# [YOUR TASKS]
(1) Using the stock-investing excerpt below, explain in one to three sentences why guessing right on a big investment can still harm an investor's net worth.
(2) State whether each statement below agrees with the stock-investing excerpt that follows. Answer yes or no for each and quote the deciding words.
(a) The excerpt treats an investor's newfound analysis as a near-certainty.
(b) A single news item can have a big but temporary effect on a stock.
(c) Manageable debt is listed among the safety factors.
(3) Answer these questions from the stock-investing excerpt below.
(a) How many years of profit history does the list of factors call for?
(b) What determines the long-term performance of a stock or the market?
(c) Under which heading does "Ability to profit from secular trends" appear?

# [SOURCE EXCERPT]
☆ ☆ ☆ ☆ ☆

When you’re just starting out as an investor, you may experience an “aha” or “oh, I get it” moment. That’s when you think you’ve figured out what the future holds for a single stock, or the market as a whole. You may see your newfound analysis as a near-certainty, but that’s an illusion. At best, it’s a prediction, more likely an outright guess.

If you decide to back your guess with a big investment, you can do great harm to your net worth in one of two ways:

If you guess wrong, you’ll lose money right away. If you guess right, you may make a quick profit. But this can lead you into a habit of making big bets on every “aha” moment that comes along. You may get more confident every time you guess right. If so, you may back up your guesses with ever-larger bets.

When you eventually guess wrong—it’s bound to happen—you may lose so much that you wipe out your accumulated profits, plus a big part of your capital.

A single news item can have a big but temporary effect on a stock. However, the totality of all relevant information is what determines the long-term performance of a stock or the market. Most successful investors will tell you that they made most if not all their profits by taking advantage of long-term market moves, some of which lasted decades, or are ongoing.

10 factors to look at with a stock as part of becoming a successful stock investor

Financial factors:

  • 5 to 10 year history of profit.
  • 5 to 10 years of dividends.
  • Manageable debt.

Safety factors:

  • Industry prominence if not dominance.
  • Geographical diversification.
  • Freedom to serve (all) shareholders.

Survival/growth factors:

  • Freedom from business cycles.
  • Ability to profit from secular trends.

☆ ☆ ☆ ☆ ☆

# [DATASET ENTRIES]
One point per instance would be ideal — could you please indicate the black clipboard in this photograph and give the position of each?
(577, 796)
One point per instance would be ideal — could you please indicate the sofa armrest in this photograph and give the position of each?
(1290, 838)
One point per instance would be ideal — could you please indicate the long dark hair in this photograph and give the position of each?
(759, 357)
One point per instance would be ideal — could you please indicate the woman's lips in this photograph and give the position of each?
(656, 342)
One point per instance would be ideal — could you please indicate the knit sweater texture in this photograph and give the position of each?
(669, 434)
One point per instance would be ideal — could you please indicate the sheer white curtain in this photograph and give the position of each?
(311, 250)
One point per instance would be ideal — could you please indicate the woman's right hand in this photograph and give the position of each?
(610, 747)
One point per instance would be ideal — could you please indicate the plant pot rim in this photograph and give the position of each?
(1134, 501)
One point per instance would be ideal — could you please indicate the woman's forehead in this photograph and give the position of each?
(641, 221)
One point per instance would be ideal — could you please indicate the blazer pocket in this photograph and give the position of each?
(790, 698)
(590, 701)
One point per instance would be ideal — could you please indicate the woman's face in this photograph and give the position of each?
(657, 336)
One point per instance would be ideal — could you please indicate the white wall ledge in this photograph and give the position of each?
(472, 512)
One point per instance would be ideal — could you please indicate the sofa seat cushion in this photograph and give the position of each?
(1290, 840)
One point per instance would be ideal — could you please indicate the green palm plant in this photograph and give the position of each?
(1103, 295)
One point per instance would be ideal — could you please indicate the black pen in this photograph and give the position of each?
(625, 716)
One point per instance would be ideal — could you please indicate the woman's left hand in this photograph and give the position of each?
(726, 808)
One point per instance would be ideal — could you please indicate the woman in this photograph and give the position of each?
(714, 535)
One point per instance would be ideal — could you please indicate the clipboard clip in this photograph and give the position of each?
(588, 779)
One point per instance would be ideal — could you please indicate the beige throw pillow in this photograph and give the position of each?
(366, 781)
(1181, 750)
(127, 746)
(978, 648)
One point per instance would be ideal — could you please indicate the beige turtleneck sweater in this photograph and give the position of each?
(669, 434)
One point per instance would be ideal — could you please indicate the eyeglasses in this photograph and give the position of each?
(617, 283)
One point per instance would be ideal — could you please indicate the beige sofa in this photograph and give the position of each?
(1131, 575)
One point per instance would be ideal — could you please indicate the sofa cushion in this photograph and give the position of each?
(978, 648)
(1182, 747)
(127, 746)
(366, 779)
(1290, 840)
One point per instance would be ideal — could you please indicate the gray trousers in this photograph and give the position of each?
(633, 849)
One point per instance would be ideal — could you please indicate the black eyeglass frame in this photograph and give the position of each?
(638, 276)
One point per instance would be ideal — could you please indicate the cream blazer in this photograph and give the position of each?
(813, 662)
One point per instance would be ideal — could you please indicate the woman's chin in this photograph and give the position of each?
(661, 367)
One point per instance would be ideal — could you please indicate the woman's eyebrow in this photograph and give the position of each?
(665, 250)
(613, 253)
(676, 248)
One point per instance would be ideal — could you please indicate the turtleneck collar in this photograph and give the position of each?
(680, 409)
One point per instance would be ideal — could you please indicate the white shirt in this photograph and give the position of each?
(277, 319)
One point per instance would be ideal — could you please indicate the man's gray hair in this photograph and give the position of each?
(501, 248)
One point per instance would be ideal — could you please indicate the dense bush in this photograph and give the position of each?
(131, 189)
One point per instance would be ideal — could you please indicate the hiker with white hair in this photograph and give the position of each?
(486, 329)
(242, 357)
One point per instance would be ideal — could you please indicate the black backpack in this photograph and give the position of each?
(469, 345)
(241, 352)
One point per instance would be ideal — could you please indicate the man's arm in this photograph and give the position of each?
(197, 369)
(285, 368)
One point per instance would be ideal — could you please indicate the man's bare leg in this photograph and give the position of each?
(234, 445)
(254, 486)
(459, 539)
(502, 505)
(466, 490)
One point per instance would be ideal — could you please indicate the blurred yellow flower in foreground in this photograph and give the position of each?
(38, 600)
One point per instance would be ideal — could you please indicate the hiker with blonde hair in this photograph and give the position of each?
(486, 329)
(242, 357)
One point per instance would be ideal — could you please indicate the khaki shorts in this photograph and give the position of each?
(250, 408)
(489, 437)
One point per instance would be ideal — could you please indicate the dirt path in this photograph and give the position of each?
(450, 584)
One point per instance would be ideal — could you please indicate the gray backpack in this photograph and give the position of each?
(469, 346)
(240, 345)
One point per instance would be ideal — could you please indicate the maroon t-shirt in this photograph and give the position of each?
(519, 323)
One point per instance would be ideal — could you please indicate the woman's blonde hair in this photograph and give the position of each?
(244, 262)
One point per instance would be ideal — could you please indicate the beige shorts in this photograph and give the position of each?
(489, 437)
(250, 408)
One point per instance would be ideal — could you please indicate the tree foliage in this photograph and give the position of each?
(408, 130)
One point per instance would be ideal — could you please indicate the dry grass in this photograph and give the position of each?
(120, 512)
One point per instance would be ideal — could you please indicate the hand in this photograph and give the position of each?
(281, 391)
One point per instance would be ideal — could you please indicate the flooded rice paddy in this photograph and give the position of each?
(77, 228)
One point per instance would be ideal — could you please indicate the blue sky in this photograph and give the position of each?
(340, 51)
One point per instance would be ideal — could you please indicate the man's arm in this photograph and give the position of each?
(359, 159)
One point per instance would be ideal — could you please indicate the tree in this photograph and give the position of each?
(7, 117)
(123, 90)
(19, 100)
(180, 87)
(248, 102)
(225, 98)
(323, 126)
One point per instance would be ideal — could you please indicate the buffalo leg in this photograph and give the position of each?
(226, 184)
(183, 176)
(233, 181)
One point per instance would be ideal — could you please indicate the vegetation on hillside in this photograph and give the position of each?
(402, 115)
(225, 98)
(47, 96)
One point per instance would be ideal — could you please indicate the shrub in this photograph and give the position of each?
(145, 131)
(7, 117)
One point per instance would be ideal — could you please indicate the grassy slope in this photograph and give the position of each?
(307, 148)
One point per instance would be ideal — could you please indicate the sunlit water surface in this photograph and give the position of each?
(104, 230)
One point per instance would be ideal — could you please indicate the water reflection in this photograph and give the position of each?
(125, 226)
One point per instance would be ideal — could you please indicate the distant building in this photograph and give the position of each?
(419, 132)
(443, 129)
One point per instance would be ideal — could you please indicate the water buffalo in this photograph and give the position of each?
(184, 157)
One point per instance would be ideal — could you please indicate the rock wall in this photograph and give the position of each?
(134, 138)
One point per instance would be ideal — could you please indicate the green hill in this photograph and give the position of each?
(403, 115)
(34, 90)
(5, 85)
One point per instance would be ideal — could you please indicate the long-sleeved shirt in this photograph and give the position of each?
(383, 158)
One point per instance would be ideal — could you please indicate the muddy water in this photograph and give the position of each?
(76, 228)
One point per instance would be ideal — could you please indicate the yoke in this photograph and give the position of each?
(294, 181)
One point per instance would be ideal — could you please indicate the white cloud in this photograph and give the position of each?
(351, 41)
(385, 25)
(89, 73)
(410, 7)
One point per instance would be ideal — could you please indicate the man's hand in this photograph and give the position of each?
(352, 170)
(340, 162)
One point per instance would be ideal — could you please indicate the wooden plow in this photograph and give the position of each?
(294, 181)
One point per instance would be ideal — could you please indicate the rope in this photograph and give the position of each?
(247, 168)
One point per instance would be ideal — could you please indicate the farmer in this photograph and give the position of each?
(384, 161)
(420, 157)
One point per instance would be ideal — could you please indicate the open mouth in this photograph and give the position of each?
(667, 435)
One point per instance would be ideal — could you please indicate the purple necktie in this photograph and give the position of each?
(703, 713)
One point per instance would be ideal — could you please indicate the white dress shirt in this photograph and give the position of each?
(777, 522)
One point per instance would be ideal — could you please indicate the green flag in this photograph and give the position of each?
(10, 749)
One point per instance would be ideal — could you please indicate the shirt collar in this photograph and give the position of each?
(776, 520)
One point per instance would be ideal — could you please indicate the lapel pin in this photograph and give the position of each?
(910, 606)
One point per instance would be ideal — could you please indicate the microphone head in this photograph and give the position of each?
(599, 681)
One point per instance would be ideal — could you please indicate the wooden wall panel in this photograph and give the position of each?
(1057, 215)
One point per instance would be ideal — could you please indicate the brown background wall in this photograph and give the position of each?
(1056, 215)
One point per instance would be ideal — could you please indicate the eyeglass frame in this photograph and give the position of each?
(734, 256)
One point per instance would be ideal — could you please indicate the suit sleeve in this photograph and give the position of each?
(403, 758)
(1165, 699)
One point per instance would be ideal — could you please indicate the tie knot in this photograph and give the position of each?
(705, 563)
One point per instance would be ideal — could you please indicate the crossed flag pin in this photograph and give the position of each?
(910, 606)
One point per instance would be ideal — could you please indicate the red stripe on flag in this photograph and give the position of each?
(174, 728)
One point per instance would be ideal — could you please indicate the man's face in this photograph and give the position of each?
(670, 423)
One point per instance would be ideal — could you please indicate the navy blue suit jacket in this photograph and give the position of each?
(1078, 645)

☆ ☆ ☆ ☆ ☆

# [ANSWERS BY TASK]
(1) A correct guess can lead an investor into a habit of making big bets on every "aha" moment, with growing confidence and ever-larger bets after each correct guess. When a guess eventually proves wrong, the loss may wipe out the accumulated profits and a big part of the capital.

(2)
(a) No: "You may see your newfound analysis as a near-certainty, but that’s an illusion."
(b) Yes: "A single news item can have a big but temporary effect on a stock."
(c) No: it appears under "Financial factors:" as "Manageable debt."

(3)
(a) 5 to 10 years.
(b) The totality of all relevant information.
(c) Survival/growth factors.